Task instructions: Arrange all of the material below as a two-column CSV with the headers label_text and points. Each line of text and the points that follow it form one row, with each value in a single quoted field and line breaks turned into spaces; omit the pictures.
-- Start of Items --
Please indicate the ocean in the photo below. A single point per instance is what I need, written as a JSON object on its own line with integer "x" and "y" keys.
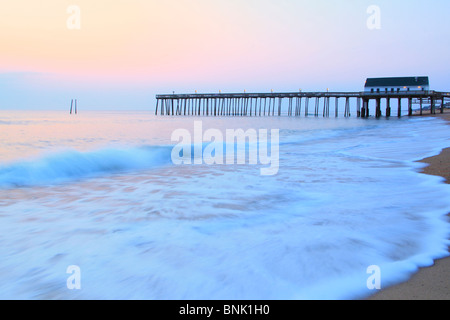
{"x": 92, "y": 206}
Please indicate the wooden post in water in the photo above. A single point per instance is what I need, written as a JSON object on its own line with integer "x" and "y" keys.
{"x": 306, "y": 106}
{"x": 378, "y": 108}
{"x": 336, "y": 107}
{"x": 410, "y": 106}
{"x": 388, "y": 107}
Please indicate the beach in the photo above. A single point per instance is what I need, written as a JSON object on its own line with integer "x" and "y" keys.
{"x": 432, "y": 283}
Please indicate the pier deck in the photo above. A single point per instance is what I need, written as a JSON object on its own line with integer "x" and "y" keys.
{"x": 298, "y": 103}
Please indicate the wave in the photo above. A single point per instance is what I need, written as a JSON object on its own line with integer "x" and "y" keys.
{"x": 73, "y": 165}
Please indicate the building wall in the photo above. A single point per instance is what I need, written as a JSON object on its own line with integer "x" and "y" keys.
{"x": 395, "y": 89}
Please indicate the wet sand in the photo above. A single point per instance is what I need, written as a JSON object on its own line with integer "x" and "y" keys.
{"x": 432, "y": 283}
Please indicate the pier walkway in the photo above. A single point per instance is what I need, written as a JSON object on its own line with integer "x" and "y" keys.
{"x": 298, "y": 103}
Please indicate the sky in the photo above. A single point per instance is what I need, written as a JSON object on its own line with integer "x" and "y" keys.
{"x": 118, "y": 54}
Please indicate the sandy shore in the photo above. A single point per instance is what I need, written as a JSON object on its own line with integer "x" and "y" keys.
{"x": 431, "y": 283}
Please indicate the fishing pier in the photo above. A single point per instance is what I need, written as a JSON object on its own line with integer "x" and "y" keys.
{"x": 302, "y": 103}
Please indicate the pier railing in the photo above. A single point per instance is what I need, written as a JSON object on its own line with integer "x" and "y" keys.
{"x": 298, "y": 103}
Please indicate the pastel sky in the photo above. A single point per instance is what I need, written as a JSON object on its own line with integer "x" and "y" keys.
{"x": 127, "y": 51}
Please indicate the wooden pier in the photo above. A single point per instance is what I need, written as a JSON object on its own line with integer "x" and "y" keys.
{"x": 297, "y": 104}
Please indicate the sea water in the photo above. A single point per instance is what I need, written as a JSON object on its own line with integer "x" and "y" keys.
{"x": 99, "y": 191}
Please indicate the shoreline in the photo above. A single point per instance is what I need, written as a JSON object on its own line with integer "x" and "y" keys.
{"x": 430, "y": 283}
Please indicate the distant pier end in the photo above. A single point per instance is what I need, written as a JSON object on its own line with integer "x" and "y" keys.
{"x": 413, "y": 89}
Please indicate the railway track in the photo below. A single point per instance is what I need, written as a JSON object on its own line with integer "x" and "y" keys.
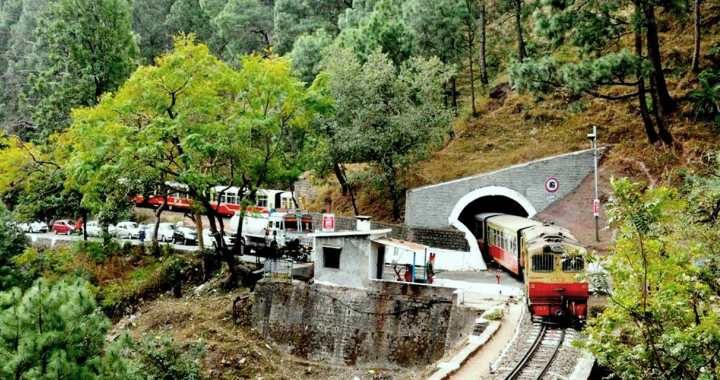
{"x": 541, "y": 354}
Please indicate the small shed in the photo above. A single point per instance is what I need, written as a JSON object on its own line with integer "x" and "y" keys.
{"x": 347, "y": 258}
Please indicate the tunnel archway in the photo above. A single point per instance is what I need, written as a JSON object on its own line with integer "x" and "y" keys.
{"x": 487, "y": 199}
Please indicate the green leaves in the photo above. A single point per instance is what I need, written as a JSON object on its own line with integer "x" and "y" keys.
{"x": 662, "y": 317}
{"x": 55, "y": 331}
-- End of Items --
Exercise result:
label_text,points
"Please indicate the ocean in the photo below. A single point per instance is what I need, written as a JSON object on its own line with integer ""x"" and ""y"" keys.","{""x"": 92, ""y"": 206}"
"Please indicate the wooden post in water in the photo above. A single point per instance is what I need, written as a JSON object on its own line with integer ""x"" and ""y"" keys.","{""x"": 306, ""y"": 106} {""x"": 378, ""y"": 108} {""x"": 336, ""y"": 107} {""x"": 410, ""y"": 106} {""x"": 388, ""y"": 107}"
"Please indicate the beach in the photo above. A single point per instance is what I need, written as a JSON object on its own line with integer ""x"" and ""y"" keys.","{""x"": 432, ""y"": 283}"
"Please indicate the pier deck in the photo above. A single point per instance is what I need, written as a JSON object on its own line with integer ""x"" and ""y"" keys.","{""x"": 298, ""y"": 103}"
"Please indicate the wave in the photo above. A single point per instance is what I need, written as a JSON object on its own line with integer ""x"" and ""y"" keys.","{""x"": 73, ""y"": 165}"
"Please indicate the building wall in the photo above. A single point per instance is what I need, written as a JSON object on its own line with integer ""x"" and ""y"" keys.","{""x"": 395, ""y"": 89}"
"Please indicate the wet sand in the photo above. A single point per instance is what I need, written as a JSON object on its own line with integer ""x"" and ""y"" keys.","{""x"": 432, ""y"": 283}"
"Please indicate the pier walkway in the photo above. A single point per instance is what I need, written as a JSON object on its own line with integer ""x"" and ""y"" keys.","{""x"": 298, ""y"": 103}"
"Please indicate the sky in the photo above. A single point per instance is what I need, written as a JSON object on its own line with integer ""x"" and ""y"" keys.","{""x"": 118, ""y"": 54}"
"Please indicate the sandy shore in the photo above. A single point per instance is what I need, written as a JSON object on its own line with integer ""x"" and ""y"" keys.","{""x"": 431, ""y"": 283}"
"Please indicate the fishing pier in the photo above. A single point per instance is what I need, written as a JSON object on its own line with integer ""x"" and ""y"" keys.","{""x"": 302, ""y"": 103}"
"Please indicate the pier railing in the photo above. A single point per instance is what I need, written as a JSON object on its own line with integer ""x"" and ""y"" keys.","{""x"": 298, ""y"": 103}"
"Please indicate the pastel sky in the photo above. A single point per instance is what I need, written as a JSON object on its own line with integer ""x"" and ""y"" keys.","{""x"": 127, ""y"": 51}"
"Please indicate the wooden pier in the photo above. A single point per instance is what I need, written as a JSON object on its own line with integer ""x"" and ""y"" keys.","{""x"": 297, ""y"": 104}"
"Please indicate the sea water in the photo above. A single point per instance is what I need, written as a JSON object on its own line with integer ""x"" and ""y"" keys.","{""x"": 99, ""y"": 191}"
"Please indicate the shoreline in the photo above. A single point per instance is what I need, written as a JSON object on its own line with integer ""x"" and ""y"" keys.","{""x"": 430, ""y"": 283}"
"Please indicate the distant pier end in the photo above. A single point per instance is what I need, written as a JSON object on its own line with integer ""x"" and ""y"" keys.","{""x"": 413, ""y"": 89}"
"Please indicate the railway track in the photo below. A single point per instance is what I need, written as a JSON object on its own line with integer ""x"" and ""y"" keys.","{""x"": 541, ""y"": 354}"
"Please indicate the small shed in the photo above. A single point per instance is what I need, written as a JSON object on its own line with integer ""x"" and ""y"" keys.","{""x"": 347, ""y"": 258}"
"Please indicate the tunnel archway in the photo above. A single point per instance is what I need, written as a JSON object on its own line with integer ""x"" and ""y"" keys.","{""x"": 487, ""y"": 199}"
"Please indicate the green leaves in the photo above. A single point per instance is what I need, written as a JSON object on its own line with integer ""x"" and ""y"" keys.","{""x"": 662, ""y"": 317} {""x"": 55, ""y"": 331}"